Tâches à réaliser ->
- 1) Indiquez si chacune de ces affirmations s'accorde avec le texte sur les changements de nom des partis, par oui ou non, en citant à l'identique les mots du texte qui tranchent : (a) Le Parti libéral a pris le nom de Parti de la liberté et du progrès en octobre 1961. (b) La N-VA a été fondée avant 1990. (c) Le Parti social chrétien a reçu ce nom en 1945.
- 2) Transcrivez fidèlement, dans le texte sur les changements de nom des partis, tout ce qui va de « Si ces évolutions » jusqu'à « changer de nom ? ».

== Texte à lire ==

La plupart des partis politiques ont tendance à faire évoluer leur appellation dans le temps. Il ne s’agit donc pas d’un phénomène nouveau. Par exemple, le Parti catholique (fondé en 1884) a changé à plusieurs reprises de dénomination, et ce dès la première moitié du 19e siècle. En 1921, il se présentait sous l’appellation Union catholique belge (UCB-KVB), avant de se transformer en Bloc catholique en 1936 puis en Parti social chrétien (PSC-CVP) en 1945. Se scindant en 1968 sur une base communautaire, tant le PSC que le CVP ont conservé leur dénomination jusqu’au début du siècle suivant, avant d’en changer à nouveau chacun.
Autre exemple : en octobre 1961, le Parti libéral – encore unitaire et alors dirigé depuis peu par Omer Vanaudenhove – est devenu le Parti de la liberté et du progrès (PLP-PVV). À travers ce nouveau nom, le parti s’est engagé dans une mue identitaire par laquelle il a, entre autres, délaissé l’anticléricalisme qui l’avait vu naitre en 1846. Les partis libéraux ont encore pris d’autres dénominations par la suite, et seule l’aile germanophone a conservé le nom de 1961 (Partei für Freiheit und Fortschritt-PFF, composante du Mouvement réformateur-MR).
Si ces évolutions ne datent pas d’hier, il est toutefois vrai que, depuis une trentaine d’années, on assiste à une multiplication de ce type de transformation. Ainsi, depuis 1990, presque tous les partis représentés au Parlement fédéral ont changé de nom, à l’exception du PS, d’ECOLO, du PTB et de la N-VA – et encore celle-ci a-t-elle été fondée en septembre 2001, soit bien plus tard que les trois autres, et sur les cendres de la Volksunie. Cette dynamique s’inscrit essentiellement dans un contexte marqué par une fragmentation du paysage partisan et par l’affaiblissement des familles électorales traditionnelles.

Quelles sont les motivations qui poussent les partis à changer de nom ?

===
== Enregistrements affichés ==

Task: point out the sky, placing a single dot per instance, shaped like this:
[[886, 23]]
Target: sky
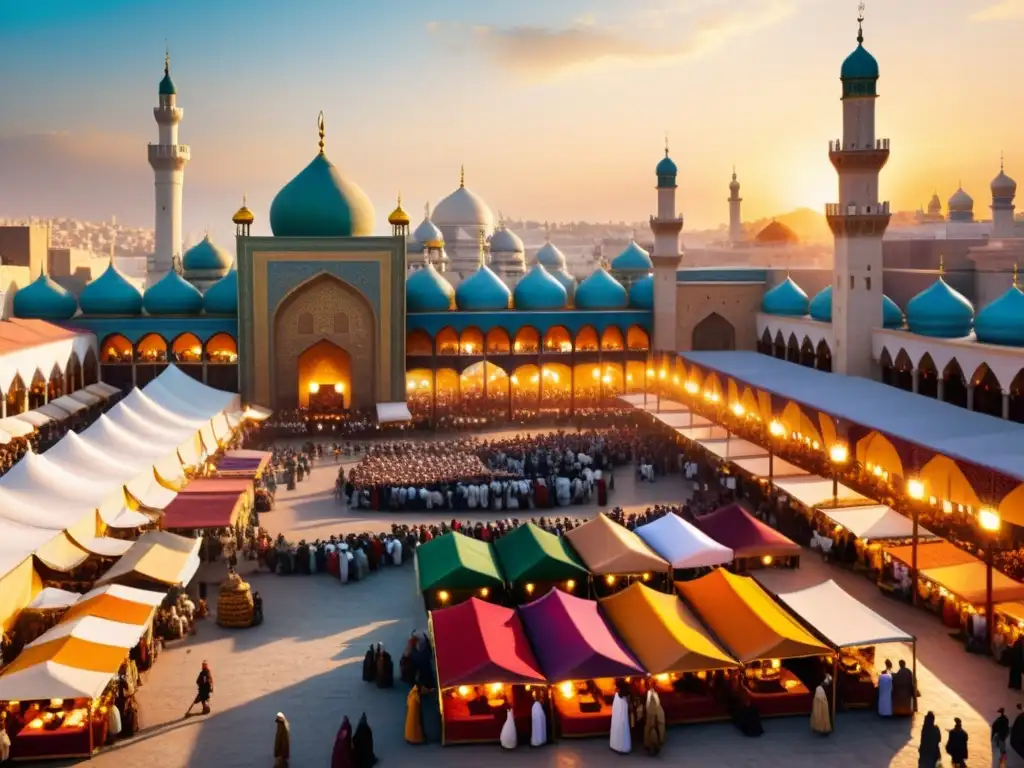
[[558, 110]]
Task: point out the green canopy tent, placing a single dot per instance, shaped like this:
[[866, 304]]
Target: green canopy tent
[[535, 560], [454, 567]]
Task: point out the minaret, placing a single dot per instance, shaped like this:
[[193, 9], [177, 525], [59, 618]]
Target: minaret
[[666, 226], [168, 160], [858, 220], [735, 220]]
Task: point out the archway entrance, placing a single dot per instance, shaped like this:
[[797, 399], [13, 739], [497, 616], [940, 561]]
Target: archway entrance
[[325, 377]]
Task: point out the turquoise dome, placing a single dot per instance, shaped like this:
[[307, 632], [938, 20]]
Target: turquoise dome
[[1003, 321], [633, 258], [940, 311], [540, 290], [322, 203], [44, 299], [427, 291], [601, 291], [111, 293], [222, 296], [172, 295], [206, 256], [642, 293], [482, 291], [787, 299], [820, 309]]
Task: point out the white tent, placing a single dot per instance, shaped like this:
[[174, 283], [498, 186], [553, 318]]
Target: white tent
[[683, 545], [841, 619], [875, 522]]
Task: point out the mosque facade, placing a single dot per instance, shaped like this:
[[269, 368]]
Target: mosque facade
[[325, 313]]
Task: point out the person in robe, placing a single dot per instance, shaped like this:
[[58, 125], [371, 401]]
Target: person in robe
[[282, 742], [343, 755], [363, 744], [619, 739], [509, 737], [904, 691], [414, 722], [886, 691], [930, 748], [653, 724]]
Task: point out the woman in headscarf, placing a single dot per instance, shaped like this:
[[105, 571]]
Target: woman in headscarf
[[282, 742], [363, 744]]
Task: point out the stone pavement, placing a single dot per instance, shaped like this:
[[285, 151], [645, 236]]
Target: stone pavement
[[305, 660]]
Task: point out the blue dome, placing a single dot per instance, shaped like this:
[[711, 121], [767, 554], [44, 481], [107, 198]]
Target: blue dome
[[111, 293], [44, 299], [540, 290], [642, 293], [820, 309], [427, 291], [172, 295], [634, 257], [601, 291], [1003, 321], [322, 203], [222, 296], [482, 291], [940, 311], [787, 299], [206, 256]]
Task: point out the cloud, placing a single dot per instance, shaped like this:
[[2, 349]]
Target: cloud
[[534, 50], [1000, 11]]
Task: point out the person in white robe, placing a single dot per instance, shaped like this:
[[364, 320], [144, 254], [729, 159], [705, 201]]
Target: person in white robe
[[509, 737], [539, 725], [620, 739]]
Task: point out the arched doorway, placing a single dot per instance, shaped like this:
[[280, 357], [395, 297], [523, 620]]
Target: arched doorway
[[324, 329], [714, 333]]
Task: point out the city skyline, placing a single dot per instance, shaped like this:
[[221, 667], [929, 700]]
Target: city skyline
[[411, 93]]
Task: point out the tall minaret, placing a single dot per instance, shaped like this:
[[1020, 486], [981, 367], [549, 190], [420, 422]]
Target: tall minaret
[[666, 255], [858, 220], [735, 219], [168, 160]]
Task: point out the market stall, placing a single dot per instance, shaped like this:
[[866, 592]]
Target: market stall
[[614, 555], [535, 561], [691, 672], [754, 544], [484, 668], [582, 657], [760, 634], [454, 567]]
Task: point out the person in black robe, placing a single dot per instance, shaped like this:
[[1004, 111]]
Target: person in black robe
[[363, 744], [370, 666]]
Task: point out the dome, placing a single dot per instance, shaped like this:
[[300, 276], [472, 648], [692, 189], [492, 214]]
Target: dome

===

Réponses aux tâches ->
- 1)
(a) Oui : « en octobre 1961, le Parti libéral – encore unitaire et alors dirigé depuis peu par Omer Vanaudenhove – est devenu le Parti de la liberté et du progrès (PLP-PVV) »
(b) Non : « celle-ci a-t-elle été fondée en septembre 2001 »
(c) Oui : « puis en Parti social chrétien (PSC-CVP) en 1945 »

- 2)
Si ces évolutions ne datent pas d’hier, il est toutefois vrai que, depuis une trentaine d’années, on assiste à une multiplication de ce type de transformation. Ainsi, depuis 1990, presque tous les partis représentés au Parlement fédéral ont changé de nom, à l’exception du PS, d’ECOLO, du PTB et de la N-VA – et encore celle-ci a-t-elle été fondée en septembre 2001, soit bien plus tard que les trois autres, et sur les cendres de la Volksunie. Cette dynamique s’inscrit essentiellement dans un contexte marqué par une fragmentation du paysage partisan et par l’affaiblissement des familles électorales traditionnelles.

Quelles sont les motivations qui poussent les partis à changer de nom ?